Tuesday, 11 September 2012

Sturm und Drang

So far only 3 of the 17 Eurozone nations haven't signed the ESM pact; Germany, Italy and Estonia. Germany's constitutional court is set to deliver it's ruling tomorrow on the legality of such a move. Will it block it?
Unlikely. It will probably make some minor restrictions that Merkel's government can overcome

Isn't the ESM just the ECB in another guise?
Yes. It's the evil Edward Hyde to the ECB's good Docter Jekyll, able to do stuff the ECB isn't allowed to under the treaties, like buy government bonds directly, lend to national governments without limit, and to bail out bust banks. When its 'own' €700bn runs out it can borrow more from, er, the ECB and other banks and capital markets

Where would the ECB get the money from? It's already holding an undisclosed liability of junk bonds (some say in contravention of article 123) and iffy Southern government securities against loans
Print it, silly. That's how the ECB's paying for the junk bonds anyway.

What if the ESM's national borrowers can't repay their loans? Who's liable?

→ **Data lines**
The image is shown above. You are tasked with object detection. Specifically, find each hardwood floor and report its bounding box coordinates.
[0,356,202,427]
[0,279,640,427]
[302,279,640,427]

→ **Problem to solve**
Could you continue the post about the ESM pact and the Eurozone from the point where it stops?

→ **Answer to this exercise**
All 17 members of the ESM are jointly and severally liable for losses. If some of the 17 are bankrupt, the others pick up the tab with additional contributions

Isn't this just a formula for moving wealth from Germany and the sound Northern nations to the bankrupt and improvident South?
Of course. German workers will be paying for Spanish social security payments; that's what economic union means, silly

Won't it be inflationary?
Yup. Particularly if the ECB prints more money. And the Euro will fall in value, making exports more competitive but making imports such as oil and gas much more expensive. So the poor Germans may end up shivering in Winter to keep the Algarve going.  

Don't the German voters have a say in this?
Now you're being really silly.

7 comments:

G. Tingey said...

If the German voters don't have a say now, they will have, at some future point.
Which could be messy for whoever got them into this mess.

Why do you think Merkel is hedging her bets, and being so publicly reluctant to endorse everything that comes from the ESM/ECB/Brussel these days?

cuffleyburgers said...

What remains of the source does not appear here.